(Dataset entries)

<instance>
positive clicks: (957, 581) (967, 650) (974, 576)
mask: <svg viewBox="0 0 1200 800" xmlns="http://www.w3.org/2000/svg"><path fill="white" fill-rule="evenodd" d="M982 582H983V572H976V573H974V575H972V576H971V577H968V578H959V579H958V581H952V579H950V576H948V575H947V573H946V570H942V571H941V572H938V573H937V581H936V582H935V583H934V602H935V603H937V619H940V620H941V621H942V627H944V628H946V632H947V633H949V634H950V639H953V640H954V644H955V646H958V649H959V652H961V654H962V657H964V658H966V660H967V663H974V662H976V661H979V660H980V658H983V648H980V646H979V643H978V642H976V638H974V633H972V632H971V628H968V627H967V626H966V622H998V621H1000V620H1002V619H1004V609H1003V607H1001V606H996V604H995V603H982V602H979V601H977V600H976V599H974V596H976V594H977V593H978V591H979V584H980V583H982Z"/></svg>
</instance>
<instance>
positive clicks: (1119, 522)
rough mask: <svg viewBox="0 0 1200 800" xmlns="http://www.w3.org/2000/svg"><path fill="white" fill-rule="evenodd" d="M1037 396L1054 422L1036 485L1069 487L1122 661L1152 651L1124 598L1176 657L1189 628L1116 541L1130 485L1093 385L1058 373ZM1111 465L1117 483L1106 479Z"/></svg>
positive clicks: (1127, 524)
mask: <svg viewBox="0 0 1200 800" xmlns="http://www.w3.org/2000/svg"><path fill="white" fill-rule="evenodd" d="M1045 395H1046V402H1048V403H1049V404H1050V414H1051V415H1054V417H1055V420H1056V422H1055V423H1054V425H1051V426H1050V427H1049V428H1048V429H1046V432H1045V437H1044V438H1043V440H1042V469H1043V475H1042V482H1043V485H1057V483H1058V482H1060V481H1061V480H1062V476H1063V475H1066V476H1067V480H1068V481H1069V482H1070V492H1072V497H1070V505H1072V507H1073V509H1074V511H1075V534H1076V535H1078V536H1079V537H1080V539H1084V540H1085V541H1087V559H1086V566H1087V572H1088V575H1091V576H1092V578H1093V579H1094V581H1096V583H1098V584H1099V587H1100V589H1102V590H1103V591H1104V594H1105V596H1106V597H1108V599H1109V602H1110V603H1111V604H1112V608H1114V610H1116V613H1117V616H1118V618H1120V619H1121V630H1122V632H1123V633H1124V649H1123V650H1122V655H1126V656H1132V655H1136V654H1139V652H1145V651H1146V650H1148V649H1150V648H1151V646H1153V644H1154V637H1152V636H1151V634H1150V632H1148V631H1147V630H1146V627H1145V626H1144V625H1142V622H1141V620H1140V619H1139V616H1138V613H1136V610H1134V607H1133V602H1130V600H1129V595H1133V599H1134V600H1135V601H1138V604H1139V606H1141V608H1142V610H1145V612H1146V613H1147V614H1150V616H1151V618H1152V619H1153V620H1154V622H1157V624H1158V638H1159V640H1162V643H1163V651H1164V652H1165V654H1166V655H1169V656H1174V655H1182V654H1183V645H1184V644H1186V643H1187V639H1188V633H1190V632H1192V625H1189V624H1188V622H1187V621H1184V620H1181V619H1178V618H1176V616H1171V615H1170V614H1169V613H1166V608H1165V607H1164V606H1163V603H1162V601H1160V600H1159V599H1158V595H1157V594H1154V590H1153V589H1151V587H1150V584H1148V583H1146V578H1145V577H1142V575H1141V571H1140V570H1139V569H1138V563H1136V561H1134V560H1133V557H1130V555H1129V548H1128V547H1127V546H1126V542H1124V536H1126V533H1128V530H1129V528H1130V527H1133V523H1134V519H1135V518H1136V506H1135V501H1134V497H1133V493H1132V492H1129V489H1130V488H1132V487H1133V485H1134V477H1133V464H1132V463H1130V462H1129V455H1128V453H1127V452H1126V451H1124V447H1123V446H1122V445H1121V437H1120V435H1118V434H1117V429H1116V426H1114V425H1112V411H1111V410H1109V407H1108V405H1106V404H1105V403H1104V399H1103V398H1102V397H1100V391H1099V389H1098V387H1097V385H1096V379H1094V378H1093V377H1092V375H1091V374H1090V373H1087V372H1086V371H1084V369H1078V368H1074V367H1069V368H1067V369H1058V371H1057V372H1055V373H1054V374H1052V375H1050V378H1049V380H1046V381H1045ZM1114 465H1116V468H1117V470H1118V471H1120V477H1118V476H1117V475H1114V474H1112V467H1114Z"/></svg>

## Aim of the exercise
Convert the lines of the records from the start through the line containing "positive clicks: (957, 581)", inclusive, into a numbered list, omitting any blank lines.

## Task solution
1. <instance>
2. positive clicks: (957, 581) (967, 650) (974, 576)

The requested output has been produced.